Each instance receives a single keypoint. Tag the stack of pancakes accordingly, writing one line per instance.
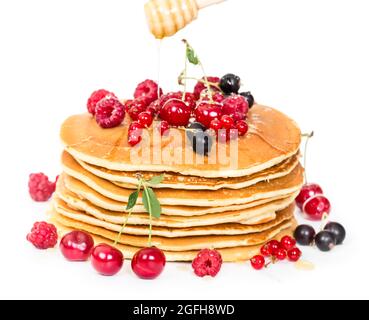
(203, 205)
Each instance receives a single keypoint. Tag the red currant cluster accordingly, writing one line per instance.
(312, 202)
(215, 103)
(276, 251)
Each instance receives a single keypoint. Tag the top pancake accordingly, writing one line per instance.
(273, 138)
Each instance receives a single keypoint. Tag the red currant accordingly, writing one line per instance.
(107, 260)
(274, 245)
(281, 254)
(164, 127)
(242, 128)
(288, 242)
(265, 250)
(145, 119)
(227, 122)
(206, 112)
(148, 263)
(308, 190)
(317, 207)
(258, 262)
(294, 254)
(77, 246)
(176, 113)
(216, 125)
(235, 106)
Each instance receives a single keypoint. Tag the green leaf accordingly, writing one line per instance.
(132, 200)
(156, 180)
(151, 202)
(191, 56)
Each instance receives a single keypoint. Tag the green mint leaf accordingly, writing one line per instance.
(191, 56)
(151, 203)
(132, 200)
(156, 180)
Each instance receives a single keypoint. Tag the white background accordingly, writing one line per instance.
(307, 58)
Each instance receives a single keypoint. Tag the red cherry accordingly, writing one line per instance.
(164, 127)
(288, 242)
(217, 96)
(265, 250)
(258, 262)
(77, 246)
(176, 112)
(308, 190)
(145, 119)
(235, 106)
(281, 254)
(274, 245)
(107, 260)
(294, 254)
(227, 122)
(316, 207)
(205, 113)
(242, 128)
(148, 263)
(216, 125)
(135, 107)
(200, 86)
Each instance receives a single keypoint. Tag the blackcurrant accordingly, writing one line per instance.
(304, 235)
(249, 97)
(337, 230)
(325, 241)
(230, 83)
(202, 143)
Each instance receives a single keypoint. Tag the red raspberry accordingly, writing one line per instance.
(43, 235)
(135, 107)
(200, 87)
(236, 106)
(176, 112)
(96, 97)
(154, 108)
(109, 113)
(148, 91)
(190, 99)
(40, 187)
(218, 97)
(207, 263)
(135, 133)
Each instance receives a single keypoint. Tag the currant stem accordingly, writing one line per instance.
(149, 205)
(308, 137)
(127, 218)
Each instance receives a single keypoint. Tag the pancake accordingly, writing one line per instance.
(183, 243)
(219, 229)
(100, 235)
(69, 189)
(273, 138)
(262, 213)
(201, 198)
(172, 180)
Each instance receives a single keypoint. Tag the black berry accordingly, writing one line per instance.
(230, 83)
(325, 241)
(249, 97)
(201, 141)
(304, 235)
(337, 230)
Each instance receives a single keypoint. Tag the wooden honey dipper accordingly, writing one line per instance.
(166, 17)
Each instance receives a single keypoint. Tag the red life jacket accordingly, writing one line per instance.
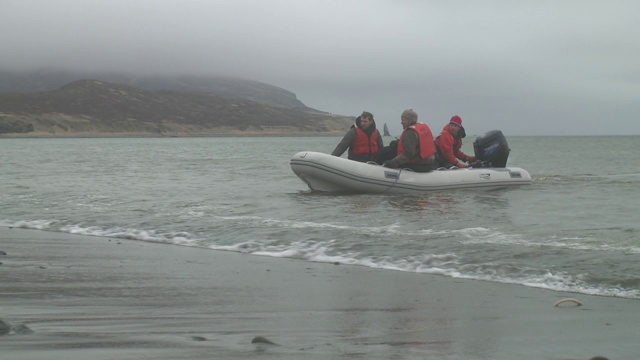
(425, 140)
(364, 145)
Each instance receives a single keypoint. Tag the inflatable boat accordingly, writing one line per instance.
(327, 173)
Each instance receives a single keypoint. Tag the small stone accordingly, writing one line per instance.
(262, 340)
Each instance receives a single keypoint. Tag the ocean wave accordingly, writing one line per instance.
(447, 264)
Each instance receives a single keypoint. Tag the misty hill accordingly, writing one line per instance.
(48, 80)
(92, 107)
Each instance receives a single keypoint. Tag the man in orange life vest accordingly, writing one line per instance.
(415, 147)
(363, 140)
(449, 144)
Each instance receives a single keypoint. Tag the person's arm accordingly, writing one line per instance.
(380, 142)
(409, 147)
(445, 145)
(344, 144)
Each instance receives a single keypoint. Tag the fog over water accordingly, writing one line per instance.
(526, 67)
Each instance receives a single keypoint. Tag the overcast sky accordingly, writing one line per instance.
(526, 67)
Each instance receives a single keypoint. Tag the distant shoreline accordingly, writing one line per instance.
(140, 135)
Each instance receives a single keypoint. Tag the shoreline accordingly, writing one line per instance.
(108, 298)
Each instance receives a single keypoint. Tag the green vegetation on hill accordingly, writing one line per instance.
━━━━━━━━━━━━━━━━━━━━━━━━━━━━━━
- **Activity**: Please transcribe exactly the line containing "Each instance receives a single keypoint. Tag the overcast" and every line after it through the end of the records, and nothing else.

- **Solution to the problem**:
Each instance receives a single keypoint. Tag the overcast sky accordingly, writing one line per instance.
(526, 67)
Each instance receives a single keypoint. Tag the distant shoreline accordingly, writing one line per instance.
(140, 135)
Each instance receives a single keypoint. Tag the shoreline accordingly, writing one line per instance.
(108, 298)
Each instance receives a single keypoint. Tag the green vegetation on hill accordingly, writing one line per instance.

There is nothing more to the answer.